Could you please repeat the data below word for word?

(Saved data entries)

=== Section Start ===

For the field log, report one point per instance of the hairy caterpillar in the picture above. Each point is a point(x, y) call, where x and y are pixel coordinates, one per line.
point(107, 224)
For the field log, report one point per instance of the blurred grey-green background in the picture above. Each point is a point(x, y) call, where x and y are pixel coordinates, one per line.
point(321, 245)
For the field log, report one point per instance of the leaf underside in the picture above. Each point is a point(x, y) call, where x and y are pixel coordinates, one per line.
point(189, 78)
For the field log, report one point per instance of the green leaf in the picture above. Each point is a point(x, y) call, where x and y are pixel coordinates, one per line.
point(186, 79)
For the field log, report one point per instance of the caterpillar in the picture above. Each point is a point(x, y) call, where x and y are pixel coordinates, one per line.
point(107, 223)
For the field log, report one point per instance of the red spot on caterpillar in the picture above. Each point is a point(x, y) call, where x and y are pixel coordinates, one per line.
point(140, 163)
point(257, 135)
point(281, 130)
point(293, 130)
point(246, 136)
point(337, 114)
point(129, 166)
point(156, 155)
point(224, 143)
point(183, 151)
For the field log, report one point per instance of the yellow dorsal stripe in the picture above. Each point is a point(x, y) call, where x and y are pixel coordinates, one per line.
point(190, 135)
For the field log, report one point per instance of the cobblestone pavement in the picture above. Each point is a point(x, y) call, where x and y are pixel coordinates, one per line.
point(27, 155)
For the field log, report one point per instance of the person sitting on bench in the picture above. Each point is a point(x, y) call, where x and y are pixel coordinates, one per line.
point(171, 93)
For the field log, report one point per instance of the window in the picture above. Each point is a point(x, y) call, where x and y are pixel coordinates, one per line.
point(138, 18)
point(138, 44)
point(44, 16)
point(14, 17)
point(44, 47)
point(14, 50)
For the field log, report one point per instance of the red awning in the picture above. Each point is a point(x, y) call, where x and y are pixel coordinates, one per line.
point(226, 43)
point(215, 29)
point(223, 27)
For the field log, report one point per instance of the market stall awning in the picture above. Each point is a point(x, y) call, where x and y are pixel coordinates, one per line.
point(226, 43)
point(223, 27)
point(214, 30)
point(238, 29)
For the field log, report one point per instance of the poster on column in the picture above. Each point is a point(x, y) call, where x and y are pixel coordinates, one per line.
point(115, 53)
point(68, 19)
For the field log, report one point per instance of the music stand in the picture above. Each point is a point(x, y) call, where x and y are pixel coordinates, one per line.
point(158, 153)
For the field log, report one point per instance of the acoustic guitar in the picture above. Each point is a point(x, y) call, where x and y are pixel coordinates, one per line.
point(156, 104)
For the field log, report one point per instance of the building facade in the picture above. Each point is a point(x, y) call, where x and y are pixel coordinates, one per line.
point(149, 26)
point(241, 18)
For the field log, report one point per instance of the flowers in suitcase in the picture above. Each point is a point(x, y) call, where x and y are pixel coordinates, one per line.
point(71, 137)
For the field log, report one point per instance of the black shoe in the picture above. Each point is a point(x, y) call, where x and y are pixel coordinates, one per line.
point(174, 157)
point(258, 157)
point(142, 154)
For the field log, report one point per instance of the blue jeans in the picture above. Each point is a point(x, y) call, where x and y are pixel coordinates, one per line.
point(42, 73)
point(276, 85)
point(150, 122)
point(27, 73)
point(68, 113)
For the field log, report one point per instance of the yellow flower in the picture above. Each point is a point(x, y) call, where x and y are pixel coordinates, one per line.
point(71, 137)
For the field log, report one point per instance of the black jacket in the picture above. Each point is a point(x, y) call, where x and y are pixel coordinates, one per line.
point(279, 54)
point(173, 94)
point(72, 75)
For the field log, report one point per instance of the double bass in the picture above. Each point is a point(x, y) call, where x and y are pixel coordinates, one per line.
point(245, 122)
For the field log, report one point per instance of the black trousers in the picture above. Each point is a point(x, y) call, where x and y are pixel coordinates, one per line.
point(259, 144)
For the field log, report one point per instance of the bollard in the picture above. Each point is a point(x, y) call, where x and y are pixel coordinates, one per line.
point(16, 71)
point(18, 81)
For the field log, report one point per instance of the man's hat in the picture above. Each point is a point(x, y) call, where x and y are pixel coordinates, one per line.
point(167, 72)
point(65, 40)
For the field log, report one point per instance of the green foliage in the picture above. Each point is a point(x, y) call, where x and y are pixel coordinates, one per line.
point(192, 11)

=== Section End ===

SOLUTION:
For the field log, report one point per instance of the hairy caterpillar in the picture above. Each point is a point(x, y) call, where x and y are pixel coordinates, one per line.
point(107, 224)
For the field log, report one point per instance of the blurred grey-green background in the picture above. Each point is a point(x, y) call, where x and y are pixel coordinates, one per line.
point(321, 245)
For the field log, report one point per instance of the leaf underside in the picture above. Each point is a point(x, y) call, where x and y are pixel coordinates, one per line.
point(189, 78)
For the field log, report one point per instance of the green leaf in the picture above. Each point is a point(x, y) call, where x and y are pixel coordinates, one per line.
point(186, 79)
For the field log, report one point per instance of the caterpillar in the picture above. Each point is a point(x, y) call, where x and y are pixel coordinates, one per line.
point(107, 223)
For the field log, report one point per instance of the red spot on caterpillar in the picture above. Each point is a point(x, y) call, where x and y are pixel coordinates, one per line.
point(140, 163)
point(257, 135)
point(281, 130)
point(293, 130)
point(246, 136)
point(337, 114)
point(129, 166)
point(156, 155)
point(224, 143)
point(183, 151)
For the field log, report one point per instance of the yellow dorsal stripe in the picture above. Each point is a point(x, y) call, where x and y are pixel coordinates, one per line.
point(190, 135)
For the field log, report one point per instance of the cobblestone pavement in the picture above. Each point is a point(x, y) call, where x and y are pixel coordinates, one per line.
point(27, 155)
For the field log, report one point per instance of the person sitting on bench in the picture above. Each point is a point(x, y) call, where x and y are pixel coordinates, one per line.
point(171, 93)
For the field log, report one point per instance of the window in the picture above. Each point is a point(x, y) call, where x and y are pixel coordinates, one per line.
point(138, 18)
point(138, 44)
point(44, 16)
point(14, 17)
point(44, 47)
point(14, 50)
For the field log, report one point per instance of the red awning in the picture above. Each point is a point(x, y) call, where x and y are pixel coordinates, one per line.
point(226, 43)
point(215, 29)
point(223, 27)
For the field log, report one point per instance of the market stall awning in the picture above. Each point is a point(x, y) call, where x and y are pixel coordinates, one per line.
point(226, 43)
point(223, 27)
point(214, 30)
point(238, 29)
For the field log, report one point per instance of the poster on column in the picture above. Each point is a point(x, y) call, where x and y are pixel coordinates, one per line.
point(115, 53)
point(68, 19)
For the field log, report one point per instance of the music stand in the picture above. Each point is a point(x, y) call, where x and y are pixel coordinates, one per line.
point(158, 153)
For the field log, report one point per instance of the acoustic guitar in the picture above. Each point is a point(x, y) call, where x and y are pixel coordinates, one per line.
point(156, 104)
For the field log, report one point per instance of the building facade in the picture above. Each point is a point(x, y) call, where x and y are pixel coordinates, one per line.
point(149, 26)
point(241, 18)
For the field log, report one point per instance of the flowers in suitcase in the picture above. Each point is a point(x, y) call, where x and y are pixel coordinates, one per line.
point(71, 137)
For the field log, report one point per instance of the black shoe in the picture above. Each point is a point(x, y) call, where x and y are pixel coordinates, one per line.
point(174, 157)
point(258, 157)
point(142, 154)
For the field log, report one point per instance of the blue jeans in the picture above. Each point is a point(x, y) call, where x and y are pixel coordinates, one per line.
point(42, 73)
point(276, 85)
point(150, 122)
point(27, 73)
point(68, 113)
For the field log, report one point per instance of the yellow flower in the picture above. Each point is a point(x, y) call, where x and y are pixel coordinates, one per line.
point(71, 137)
For the field log, report one point per instance of the black jacket in the picture above. Each point is a point(x, y) call, where x and y are pixel coordinates, one per line.
point(279, 54)
point(173, 94)
point(72, 75)
For the field log, report one point per instance of the double bass in the picture above. Each point is a point(x, y) call, where x and y are pixel coordinates, one per line.
point(245, 122)
For the field log, report one point per instance of the black trousers in the picture above. Each point is a point(x, y) call, where x and y are pixel coordinates, one per line.
point(259, 144)
For the field log, report one point per instance of the bollard in the picture above. Each point is a point(x, y) call, where x and y are pixel coordinates, one per line.
point(16, 71)
point(18, 81)
For the field log, report one point per instance of the man's hat in the picture above. Each point is a point(x, y) call, where x and y are pixel coordinates, one per line.
point(167, 72)
point(65, 40)
For the field log, report one point per instance of the green foliage in the picture above. Each point is a point(x, y) call, where x and y are pixel coordinates, one per line.
point(192, 11)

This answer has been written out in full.